*** SUPPLIED RECORDS
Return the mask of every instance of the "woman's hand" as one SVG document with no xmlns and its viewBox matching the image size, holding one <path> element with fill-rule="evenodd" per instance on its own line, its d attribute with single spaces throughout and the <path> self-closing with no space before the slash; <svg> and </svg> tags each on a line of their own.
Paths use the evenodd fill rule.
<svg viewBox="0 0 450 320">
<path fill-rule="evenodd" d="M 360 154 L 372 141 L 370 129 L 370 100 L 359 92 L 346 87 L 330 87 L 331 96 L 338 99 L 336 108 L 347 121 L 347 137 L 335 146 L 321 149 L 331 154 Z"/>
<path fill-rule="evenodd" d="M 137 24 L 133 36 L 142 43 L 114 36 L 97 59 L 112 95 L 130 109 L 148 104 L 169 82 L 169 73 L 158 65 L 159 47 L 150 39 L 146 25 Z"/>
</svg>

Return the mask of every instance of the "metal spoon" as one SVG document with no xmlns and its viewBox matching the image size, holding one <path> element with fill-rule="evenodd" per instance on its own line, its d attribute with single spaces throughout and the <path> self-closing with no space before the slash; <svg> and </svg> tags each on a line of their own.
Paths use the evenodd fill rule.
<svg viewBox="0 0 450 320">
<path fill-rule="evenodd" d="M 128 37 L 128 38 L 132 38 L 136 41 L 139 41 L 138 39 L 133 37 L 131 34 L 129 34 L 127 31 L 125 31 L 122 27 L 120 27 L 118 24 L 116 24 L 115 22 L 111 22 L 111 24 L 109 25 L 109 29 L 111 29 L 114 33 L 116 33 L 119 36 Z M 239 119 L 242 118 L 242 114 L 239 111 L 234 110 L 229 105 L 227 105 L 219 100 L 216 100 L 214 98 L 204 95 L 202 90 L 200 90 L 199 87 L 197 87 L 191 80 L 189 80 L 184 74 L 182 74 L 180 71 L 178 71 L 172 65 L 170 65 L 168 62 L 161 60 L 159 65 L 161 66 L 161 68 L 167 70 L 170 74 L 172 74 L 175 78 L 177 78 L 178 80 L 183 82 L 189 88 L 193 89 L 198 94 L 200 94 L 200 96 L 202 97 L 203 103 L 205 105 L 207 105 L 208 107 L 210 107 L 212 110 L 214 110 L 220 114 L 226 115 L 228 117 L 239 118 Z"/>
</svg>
******
## EXERCISE OBJECTIVE
For every line above that has "each" in it, copy the line.

## COMPLETED TASK
Return the mask of every instance of the "woman's hand" as one SVG document with no xmlns and its viewBox matching the image size, holding one <path> element with fill-rule="evenodd" per instance on its own line, its d attribute with single spaces throughout and the <path> self-closing with no space before the slash; <svg> and </svg> tags each on a line of their own.
Return the mask of every instance of the "metal spoon" as one SVG document with no xmlns and its viewBox matching the image size, holding one <path> element with fill-rule="evenodd" per instance on its own line, its d attribute with single spaces throughout and the <path> self-closing with no space before the slash; <svg> and </svg> tags each on a line of their own.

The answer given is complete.